Excerpts of labeled region data:
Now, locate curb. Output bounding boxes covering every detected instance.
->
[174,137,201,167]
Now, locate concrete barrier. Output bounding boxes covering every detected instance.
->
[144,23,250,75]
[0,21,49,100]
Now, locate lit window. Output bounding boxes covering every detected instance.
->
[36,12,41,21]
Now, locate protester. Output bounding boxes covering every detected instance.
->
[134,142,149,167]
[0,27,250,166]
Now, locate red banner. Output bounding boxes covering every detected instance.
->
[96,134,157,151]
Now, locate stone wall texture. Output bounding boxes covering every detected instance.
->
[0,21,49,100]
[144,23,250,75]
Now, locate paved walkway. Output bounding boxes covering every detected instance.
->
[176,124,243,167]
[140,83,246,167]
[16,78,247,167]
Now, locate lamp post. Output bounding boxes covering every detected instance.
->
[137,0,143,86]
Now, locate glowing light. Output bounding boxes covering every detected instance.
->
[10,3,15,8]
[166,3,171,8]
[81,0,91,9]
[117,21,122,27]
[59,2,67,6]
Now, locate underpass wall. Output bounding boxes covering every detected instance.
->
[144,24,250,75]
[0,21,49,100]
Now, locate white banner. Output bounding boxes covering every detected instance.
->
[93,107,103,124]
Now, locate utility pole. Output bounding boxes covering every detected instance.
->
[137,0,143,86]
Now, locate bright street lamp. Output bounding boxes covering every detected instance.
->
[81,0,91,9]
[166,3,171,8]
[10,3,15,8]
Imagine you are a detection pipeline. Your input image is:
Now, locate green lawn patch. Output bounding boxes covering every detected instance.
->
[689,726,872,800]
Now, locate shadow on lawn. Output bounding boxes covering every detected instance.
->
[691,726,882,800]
==
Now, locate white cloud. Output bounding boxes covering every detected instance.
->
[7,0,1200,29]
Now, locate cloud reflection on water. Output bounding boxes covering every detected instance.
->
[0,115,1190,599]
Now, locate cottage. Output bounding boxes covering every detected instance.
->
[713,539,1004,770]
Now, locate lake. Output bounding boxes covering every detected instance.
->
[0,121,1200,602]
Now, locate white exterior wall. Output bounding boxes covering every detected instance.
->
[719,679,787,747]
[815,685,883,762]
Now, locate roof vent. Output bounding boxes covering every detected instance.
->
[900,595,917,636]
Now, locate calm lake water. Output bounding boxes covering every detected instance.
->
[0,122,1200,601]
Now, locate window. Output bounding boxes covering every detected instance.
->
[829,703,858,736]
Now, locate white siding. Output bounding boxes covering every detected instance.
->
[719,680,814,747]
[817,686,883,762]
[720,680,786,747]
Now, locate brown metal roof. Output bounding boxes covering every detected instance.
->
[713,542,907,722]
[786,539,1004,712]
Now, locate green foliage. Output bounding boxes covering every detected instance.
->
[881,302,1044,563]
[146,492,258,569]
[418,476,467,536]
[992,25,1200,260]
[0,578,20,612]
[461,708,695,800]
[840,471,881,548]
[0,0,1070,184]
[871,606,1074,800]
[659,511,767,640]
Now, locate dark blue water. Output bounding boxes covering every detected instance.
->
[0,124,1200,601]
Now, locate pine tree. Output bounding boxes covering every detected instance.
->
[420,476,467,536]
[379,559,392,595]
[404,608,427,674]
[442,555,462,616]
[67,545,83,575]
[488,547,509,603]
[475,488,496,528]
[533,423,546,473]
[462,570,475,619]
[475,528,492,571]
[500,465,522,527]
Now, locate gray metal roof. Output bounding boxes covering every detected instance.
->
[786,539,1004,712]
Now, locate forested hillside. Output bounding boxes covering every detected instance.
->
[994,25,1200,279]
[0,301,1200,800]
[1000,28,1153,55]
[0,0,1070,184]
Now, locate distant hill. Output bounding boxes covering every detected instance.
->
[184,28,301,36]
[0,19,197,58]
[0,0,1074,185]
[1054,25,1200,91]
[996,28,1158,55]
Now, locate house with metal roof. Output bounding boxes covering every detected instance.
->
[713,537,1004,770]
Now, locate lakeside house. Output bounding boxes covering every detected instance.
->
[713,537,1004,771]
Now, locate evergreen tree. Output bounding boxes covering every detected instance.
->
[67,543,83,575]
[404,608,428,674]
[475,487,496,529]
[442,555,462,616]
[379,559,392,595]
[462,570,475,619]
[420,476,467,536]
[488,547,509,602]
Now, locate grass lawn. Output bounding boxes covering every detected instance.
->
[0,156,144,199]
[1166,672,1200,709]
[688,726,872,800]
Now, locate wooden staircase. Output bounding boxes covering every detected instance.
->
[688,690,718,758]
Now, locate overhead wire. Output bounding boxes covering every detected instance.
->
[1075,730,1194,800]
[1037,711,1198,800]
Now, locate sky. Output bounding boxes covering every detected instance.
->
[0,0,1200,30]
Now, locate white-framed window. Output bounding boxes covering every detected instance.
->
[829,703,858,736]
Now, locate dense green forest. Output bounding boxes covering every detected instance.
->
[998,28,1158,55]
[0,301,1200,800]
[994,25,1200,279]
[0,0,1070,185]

DESCRIPTION OF THE TASK: Convert the lines of the items into a numbered list, beginning at the line that contains "Now, locate cottage." and stopping after the line that contains "[720,680,786,747]". Leave out any blank lines.

RESULT OF THIS TASK:
1. Now, locate cottage. Output bounding boxes covering every detected instance.
2. ->
3. [713,539,1004,770]
4. Now, locate lake. Output bounding boxes covering every detected instance.
5. ->
6. [0,121,1200,602]
7. Now, locate white exterior wall. Output bounding boxes covering every detected instance.
8. ->
9. [719,679,787,747]
10. [815,685,883,762]
11. Now, locate roof vent. Output bounding boxes covering every detected instance.
12. ->
13. [900,595,917,636]
14. Now, locate calm lake water. Output bounding boxes covering every detected instance.
15. ->
16. [0,122,1200,601]
17. Now, locate window. Output bounding boxes covering every detected instance.
18. ->
19. [829,703,858,736]
20. Now, locate white siding. Output bounding boxes covering every detected instance.
21. ->
22. [719,680,814,747]
23. [817,686,883,762]
24. [720,680,786,747]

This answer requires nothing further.